Please copy every line of the data below, including the lines without coordinates, and multiply each coordinate in the answers by 0.95. Round the results to whole numbers, with halves rounded up.

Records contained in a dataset
┌──
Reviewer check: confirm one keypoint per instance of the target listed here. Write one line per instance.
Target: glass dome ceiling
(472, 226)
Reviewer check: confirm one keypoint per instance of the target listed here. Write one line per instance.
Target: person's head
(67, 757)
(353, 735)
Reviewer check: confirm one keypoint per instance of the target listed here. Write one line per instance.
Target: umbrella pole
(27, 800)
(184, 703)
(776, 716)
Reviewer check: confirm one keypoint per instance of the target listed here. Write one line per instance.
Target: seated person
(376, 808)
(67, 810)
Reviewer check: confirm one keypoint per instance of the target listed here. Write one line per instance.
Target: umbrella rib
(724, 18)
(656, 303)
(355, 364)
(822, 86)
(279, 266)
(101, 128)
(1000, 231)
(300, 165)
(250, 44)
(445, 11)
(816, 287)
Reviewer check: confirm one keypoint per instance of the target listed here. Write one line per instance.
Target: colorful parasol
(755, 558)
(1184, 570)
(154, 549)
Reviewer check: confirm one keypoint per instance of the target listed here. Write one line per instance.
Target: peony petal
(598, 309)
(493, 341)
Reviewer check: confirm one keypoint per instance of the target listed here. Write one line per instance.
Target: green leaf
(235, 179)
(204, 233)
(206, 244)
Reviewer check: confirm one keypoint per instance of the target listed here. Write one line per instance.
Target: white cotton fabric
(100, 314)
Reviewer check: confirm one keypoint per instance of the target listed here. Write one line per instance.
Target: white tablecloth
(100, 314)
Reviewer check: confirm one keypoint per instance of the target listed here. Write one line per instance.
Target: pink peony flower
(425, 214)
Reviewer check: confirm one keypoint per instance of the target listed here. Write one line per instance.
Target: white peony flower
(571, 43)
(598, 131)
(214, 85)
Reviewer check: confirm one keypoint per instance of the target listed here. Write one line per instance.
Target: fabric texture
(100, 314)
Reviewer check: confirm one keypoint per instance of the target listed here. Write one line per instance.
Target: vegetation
└──
TASK ANSWER:
Reviewer check: confirm one keypoint per instance of the target listed here. Write one line per instance.
Target: glass dome ceiling
(448, 215)
Reviewer check: confirm one keypoint per instance of the target listed here. Write one line per instance.
Target: person's head
(64, 719)
(335, 698)
Reviewer check: confirm one keypoint per instance of the target listed here. Write one line per instance.
Target: umbrella pole
(26, 760)
(175, 668)
(737, 680)
Reviewer check: confirm one keypoint per instance of the target listed here. Write one line per instance.
Target: seated person
(357, 768)
(64, 770)
Reviewer check: confirm one keypoint per instance of the target listed here. Write one line per instance.
Target: umbrella rib
(688, 17)
(623, 288)
(337, 346)
(781, 82)
(265, 253)
(96, 122)
(950, 219)
(285, 157)
(238, 42)
(423, 10)
(775, 273)
Reviewer check: confirm one keypoint per instance of the target listed here. Write one line per instance.
Target: colorful parasol
(717, 530)
(1125, 542)
(146, 522)
Reviewer check: confirm one keypoint per instance of the target listed here. Write one line per instance.
Target: peony petal
(568, 294)
(468, 324)
Reviewer check: confirm one keypoint per instance of the target listed here. Write one line per instance.
Target: green leaf
(223, 170)
(194, 221)
(196, 232)
Reviewer check: confirm one keypoint per instance of the target listed here. Write one line per instance.
Target: white cotton fabric
(95, 298)
Reviewer check: confirm one keypoint per instance of the target listed here. Write one line per instance.
Target: white tablecloth
(95, 298)
Reviewer check: confirm one keypoint per instance of the target listed here. Write one line per instance.
Target: pink peony flower
(404, 203)
Reviewer check: confirm one keypoint per instance of the target listed here. Write one line per instance.
Target: white peony flower
(542, 41)
(568, 124)
(203, 81)
Reviewer check: confirm one keypoint per instance of the target listed here. Write one line per instance.
Target: fabric texture
(95, 298)
Reviewer check: confirm one keypoint per instance of the target listed here. Write one line per instance.
Target: vegetation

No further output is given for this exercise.